**GOAL OF THE EXERCISE**.
Only the lines from the line holding "indicate the window" to the last line should be output, each exactly as given.

(Object position labeling entries)
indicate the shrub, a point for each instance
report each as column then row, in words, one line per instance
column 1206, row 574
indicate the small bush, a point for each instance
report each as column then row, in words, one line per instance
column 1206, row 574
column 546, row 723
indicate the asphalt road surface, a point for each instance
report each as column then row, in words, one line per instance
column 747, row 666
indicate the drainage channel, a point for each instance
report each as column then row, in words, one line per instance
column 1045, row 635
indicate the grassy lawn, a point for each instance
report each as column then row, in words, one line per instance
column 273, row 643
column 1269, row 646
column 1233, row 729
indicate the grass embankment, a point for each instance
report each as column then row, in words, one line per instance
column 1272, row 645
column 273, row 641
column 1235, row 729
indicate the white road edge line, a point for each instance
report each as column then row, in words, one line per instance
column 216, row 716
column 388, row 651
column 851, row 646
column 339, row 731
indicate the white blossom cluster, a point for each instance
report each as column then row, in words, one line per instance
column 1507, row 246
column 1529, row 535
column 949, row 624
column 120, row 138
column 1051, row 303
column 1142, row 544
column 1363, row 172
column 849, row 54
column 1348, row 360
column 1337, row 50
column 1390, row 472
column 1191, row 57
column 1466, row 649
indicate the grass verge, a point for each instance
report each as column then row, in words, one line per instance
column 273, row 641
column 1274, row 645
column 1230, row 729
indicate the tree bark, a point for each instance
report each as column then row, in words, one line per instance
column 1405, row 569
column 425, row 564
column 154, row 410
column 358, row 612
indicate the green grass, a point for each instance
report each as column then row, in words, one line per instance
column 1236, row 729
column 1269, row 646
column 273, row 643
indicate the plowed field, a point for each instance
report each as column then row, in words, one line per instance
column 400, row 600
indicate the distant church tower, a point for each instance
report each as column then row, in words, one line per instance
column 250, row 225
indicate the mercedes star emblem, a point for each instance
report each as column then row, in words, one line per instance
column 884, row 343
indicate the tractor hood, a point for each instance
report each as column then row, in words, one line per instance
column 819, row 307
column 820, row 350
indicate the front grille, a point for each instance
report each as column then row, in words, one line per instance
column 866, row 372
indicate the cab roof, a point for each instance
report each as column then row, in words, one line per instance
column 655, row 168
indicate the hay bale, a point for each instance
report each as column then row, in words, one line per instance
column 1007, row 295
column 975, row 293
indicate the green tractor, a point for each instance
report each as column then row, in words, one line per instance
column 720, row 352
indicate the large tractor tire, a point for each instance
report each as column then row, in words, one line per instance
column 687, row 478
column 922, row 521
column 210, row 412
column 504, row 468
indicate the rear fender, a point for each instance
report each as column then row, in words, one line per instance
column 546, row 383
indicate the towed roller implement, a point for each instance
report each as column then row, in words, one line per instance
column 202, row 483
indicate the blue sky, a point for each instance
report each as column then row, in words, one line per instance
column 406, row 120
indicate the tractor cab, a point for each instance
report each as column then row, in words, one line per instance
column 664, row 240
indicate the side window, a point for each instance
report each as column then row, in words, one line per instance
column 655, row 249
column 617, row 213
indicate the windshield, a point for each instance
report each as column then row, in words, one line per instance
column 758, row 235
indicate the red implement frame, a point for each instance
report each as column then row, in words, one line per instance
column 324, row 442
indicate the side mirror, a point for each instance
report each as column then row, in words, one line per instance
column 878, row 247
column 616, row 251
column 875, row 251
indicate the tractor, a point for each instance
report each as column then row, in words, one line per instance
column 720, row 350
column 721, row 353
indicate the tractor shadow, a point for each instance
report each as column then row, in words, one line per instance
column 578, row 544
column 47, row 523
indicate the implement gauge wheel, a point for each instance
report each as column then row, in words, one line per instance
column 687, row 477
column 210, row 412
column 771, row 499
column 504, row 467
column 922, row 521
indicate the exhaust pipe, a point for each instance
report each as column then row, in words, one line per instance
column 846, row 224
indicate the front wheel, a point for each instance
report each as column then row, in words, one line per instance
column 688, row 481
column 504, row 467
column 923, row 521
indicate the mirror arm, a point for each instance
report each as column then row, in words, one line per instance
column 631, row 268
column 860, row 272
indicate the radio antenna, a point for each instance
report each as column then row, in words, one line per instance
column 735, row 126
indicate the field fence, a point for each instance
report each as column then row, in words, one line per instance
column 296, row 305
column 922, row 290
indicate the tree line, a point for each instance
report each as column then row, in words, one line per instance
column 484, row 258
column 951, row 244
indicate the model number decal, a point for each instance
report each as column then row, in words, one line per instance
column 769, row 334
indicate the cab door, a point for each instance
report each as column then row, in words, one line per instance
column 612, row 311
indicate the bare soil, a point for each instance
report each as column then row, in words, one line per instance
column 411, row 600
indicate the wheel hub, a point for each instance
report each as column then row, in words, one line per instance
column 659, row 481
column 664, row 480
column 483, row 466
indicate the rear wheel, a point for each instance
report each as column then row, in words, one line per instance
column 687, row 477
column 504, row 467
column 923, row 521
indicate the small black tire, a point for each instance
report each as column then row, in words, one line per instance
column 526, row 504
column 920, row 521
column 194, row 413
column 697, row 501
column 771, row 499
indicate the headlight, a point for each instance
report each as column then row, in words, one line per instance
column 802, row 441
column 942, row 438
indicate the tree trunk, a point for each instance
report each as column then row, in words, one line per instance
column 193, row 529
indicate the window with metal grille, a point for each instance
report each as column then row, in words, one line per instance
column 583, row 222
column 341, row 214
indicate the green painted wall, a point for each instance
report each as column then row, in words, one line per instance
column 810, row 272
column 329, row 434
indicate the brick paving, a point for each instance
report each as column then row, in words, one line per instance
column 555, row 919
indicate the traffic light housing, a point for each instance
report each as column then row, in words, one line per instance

**REPLY**.
indicate the window with metal grille, a point for each instance
report each as column then row, in words, one line per instance
column 583, row 222
column 341, row 214
indicate the green painted wall, a point for each instance
report each as column then row, in words, one line per instance
column 810, row 272
column 329, row 434
indicate the brick paving, a point for each instance
report each as column then row, in words, one line per instance
column 555, row 919
indicate the traffic light housing, a point for each instance
report each as column then row, in words, one line per instance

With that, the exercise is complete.